DIGITAL
PUZZLES.
"Nine worthies were they
called." DRYDEN: The Flower and the
Leaf.
I give these puzzles, dealing with the nine digits, a class to themselves,
because I have always thought that they deserve more consideration than they
usually receive. Beyond the mere trick of "casting out nines," very little seems
to be generally known of the laws involved in these problems, and yet an
acquaintance with the properties of the digits often supplies, among other uses,
a certain number of arithmetical checks that are of real value in the saving of
labour. Let me give just one example—the first that occurs to me.
If the reader were required to determine whether or not 15,763,530,163,289 is
a square number, how would he proceed? If the number had ended with a 2, 3, 7,
or 8 in the digits place, of course he would know that it could not be a square,
but there is nothing in its apparent form to prevent its being one. I suspect
that in such a case he would set to work, with a sigh or a groan, at the
laborious task of extracting the square root. Yet if he had given a little
attention to the study of the digital properties of numbers, he would settle the
question in this simple way. The sum of the digits is 59, the sum of which is
14, the sum of which is 5 (which I call the "digital root"), and therefore I
know that the number cannot be a square, and for this reason. The digital root
of successive square numbers from 1 upwards is always 1, 4, 7, or 9, and can
never be anything else. In fact, the series, 1, 4, 9, 7, 7, 9, 4, 1, 9, is
repeated into infinity. The analogous series for triangular numbers is 1, 3, 6,
1, 6, 3, 1, 9, 9. So here we have a similar negative check, for a number cannot
be triangular (that is, (n²+n)/2) if its digital root be 2, 4, 5, 7, or 8.
76.—THE
BARREL OF BEER.
A man bought an odd lot of wine in barrels and one barrel containing beer.
These are shown in the illustration, marked with the number of gallons that each
barrel contained. He sold a quantity of the wine to one man and twice the
quantity to another, but kept the beer to himself. The puzzle is to point out
which barrel contains beer. Can you say which one it is? Of course, the man sold
the barrels just as he bought them, without manipulating in any way the
contents.
Solution
77.—DIGITS
AND SQUARES.
It will be seen in the diagram that we have so arranged the nine digits in a
square that the number in the second row is twice that in the first row, and the
number in the bottom row three times that in the top row. There are three other
ways of arranging the digits so as to produce the same result. Can you find
them?

_ _ _ _

> _Given request a_
According to the digital puzzles text, what is the digital root of 15,763,530,163,289?

_ _ _ _

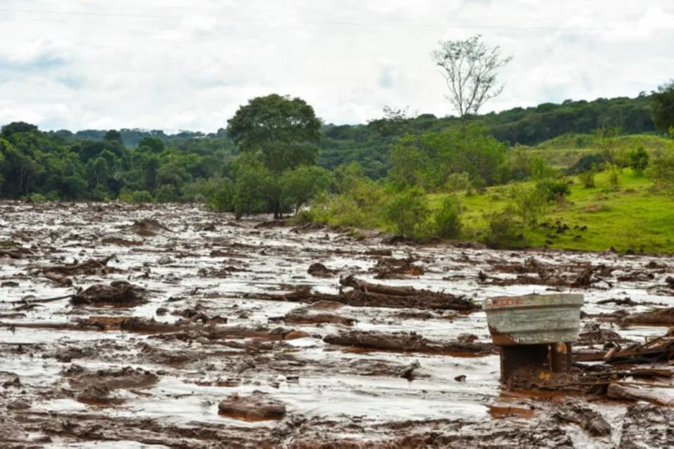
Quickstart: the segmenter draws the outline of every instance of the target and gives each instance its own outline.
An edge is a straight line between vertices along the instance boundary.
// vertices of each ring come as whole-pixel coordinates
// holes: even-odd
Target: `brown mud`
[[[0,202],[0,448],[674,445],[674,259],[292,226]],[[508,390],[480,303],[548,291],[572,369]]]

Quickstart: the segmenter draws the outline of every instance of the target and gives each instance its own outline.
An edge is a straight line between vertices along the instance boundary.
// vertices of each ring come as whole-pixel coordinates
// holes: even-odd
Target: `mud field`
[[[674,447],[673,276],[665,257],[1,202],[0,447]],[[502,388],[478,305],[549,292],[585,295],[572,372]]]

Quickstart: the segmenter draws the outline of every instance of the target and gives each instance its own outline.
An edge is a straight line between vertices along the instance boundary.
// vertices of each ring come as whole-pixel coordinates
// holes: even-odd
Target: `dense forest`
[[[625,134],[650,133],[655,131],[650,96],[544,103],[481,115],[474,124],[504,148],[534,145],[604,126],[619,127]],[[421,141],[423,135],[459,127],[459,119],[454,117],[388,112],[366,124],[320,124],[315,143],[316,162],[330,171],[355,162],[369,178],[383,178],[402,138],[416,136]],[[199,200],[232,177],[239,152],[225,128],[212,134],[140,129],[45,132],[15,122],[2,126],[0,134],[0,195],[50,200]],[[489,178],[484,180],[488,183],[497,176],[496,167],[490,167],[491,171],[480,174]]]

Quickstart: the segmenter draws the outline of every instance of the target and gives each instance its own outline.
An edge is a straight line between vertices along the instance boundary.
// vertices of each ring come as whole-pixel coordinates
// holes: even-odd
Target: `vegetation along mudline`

_ _ _ _

> _Given request b_
Rewrite all the rows above with "segmenter" swapped for "annotator" and everything else unchanged, leaving the pictures out of the answer.

> _Complete response a_
5

> _Complete response b_
Quickstart: the annotator draws the outline of every instance of the target and gives each instance its own outline.
An edge is a straight line between vertices along the instance boundary.
// vertices of each ring come as whole-pixel coordinates
// holes: even-odd
Target: `brown mud`
[[[0,202],[0,448],[674,445],[674,259],[292,226]],[[508,390],[480,303],[548,291],[572,369]]]

Quickstart: the annotator draws the outline of every instance of the target and gives each instance its own outline.
An edge is a straight line between vertices along the instance boundary.
// vertices of each ring come as whole-pixel coordinates
// holes: even-odd
Target: `mud field`
[[[674,447],[673,276],[665,257],[1,202],[0,447]],[[502,388],[478,305],[549,292],[585,295],[572,372]]]

Quickstart: the annotator draws the outline of every instance of the target and gives each instance its own outline.
An edge is a straight line between vertices along the instance boundary.
// vertices of each ring come as whole-pixel coordinates
// holes: even-odd
Target: `dense forest`
[[[625,134],[650,133],[655,131],[650,96],[544,103],[481,115],[474,124],[504,148],[534,145],[604,126],[619,127]],[[421,141],[423,135],[459,127],[459,119],[454,117],[388,112],[366,124],[320,124],[315,143],[316,162],[330,171],[355,162],[369,178],[383,178],[402,138],[416,136]],[[199,200],[232,177],[239,152],[225,128],[212,134],[140,129],[45,132],[15,122],[2,126],[0,134],[0,195],[50,200]],[[489,178],[484,180],[488,183],[497,176],[496,167],[490,167],[491,171],[480,174]]]

Quickstart: the annotator draws the outline of every instance of the target and gives each instance its own outline.
An edge is a straight line between vertices along the instance boundary.
// vertices of each ring come as whole-pixel coordinates
// holes: even-odd
Target: `vegetation along mudline`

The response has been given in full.